Task description: From the rows below, pull out the part that opens with the line containing "like [[198, 116]]." and closes with the line containing "[[355, 169], [186, 184]]", and copy it word for word, including both of those lines.

Records shown:
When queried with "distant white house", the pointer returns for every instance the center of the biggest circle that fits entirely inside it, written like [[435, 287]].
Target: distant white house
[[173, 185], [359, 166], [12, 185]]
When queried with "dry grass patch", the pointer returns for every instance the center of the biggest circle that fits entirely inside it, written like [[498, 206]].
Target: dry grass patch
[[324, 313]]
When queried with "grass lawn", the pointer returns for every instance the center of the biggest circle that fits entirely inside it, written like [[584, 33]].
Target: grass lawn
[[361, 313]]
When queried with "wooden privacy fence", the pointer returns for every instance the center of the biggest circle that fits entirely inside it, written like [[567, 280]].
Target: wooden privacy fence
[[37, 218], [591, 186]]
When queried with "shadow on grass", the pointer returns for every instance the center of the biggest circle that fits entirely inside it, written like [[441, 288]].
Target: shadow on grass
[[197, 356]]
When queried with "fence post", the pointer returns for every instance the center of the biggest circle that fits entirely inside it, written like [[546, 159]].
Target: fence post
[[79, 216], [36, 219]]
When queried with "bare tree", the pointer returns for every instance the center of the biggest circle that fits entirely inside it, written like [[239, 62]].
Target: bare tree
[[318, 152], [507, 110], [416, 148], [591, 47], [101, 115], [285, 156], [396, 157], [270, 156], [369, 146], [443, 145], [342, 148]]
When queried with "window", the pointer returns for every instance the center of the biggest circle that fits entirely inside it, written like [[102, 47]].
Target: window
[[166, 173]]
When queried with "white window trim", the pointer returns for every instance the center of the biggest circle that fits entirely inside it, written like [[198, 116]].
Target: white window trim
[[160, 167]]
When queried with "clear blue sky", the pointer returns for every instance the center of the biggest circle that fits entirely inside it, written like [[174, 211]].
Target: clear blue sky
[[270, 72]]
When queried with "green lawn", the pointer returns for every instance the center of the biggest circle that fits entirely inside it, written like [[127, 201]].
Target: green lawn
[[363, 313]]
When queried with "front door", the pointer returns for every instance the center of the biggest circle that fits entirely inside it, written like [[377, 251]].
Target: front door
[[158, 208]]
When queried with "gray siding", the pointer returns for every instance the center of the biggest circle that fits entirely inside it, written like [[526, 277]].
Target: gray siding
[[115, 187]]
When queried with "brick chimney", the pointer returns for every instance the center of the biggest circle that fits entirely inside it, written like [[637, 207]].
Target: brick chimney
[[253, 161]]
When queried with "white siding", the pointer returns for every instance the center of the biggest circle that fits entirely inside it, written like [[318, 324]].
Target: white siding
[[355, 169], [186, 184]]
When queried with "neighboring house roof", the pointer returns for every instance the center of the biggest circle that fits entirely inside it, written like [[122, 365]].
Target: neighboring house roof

Reply:
When queried with "white window trim", the pointer returns for every instance the center of the biggest circle that fits entirely inside it, written like [[198, 116]].
Target: white window trim
[[160, 167]]
When queried with "clear blue sky", the pointer returns for every instance the center of the biggest circle that fits entirely inside it, written like [[174, 211]].
Target: clear blue sky
[[270, 72]]
When queried with "green lawn", the pointer returns for every instance the center of the biggest circle that fits entirely inside it, written like [[127, 201]].
Target: green lawn
[[363, 313]]
When queried with "front door", the pointer returns for every instance the center of the biggest circle that fits entirely inside it, written like [[377, 251]].
Target: front door
[[158, 208]]
When queried with "gray siding", the pointer returns for every instance the center of the biggest circle that fits entirely inside it, written like [[526, 277]].
Target: gray siding
[[115, 187]]
When queried with "brick chimney", the pointer returns for every instance the center of the biggest circle that fits entirely inside it, written like [[637, 207]].
Target: brick chimney
[[253, 161]]
When queried with "white siding", the pointer returns for every instance the center of the biggest circle that fits entirely inside it, written like [[318, 324]].
Target: white siding
[[355, 169], [186, 184]]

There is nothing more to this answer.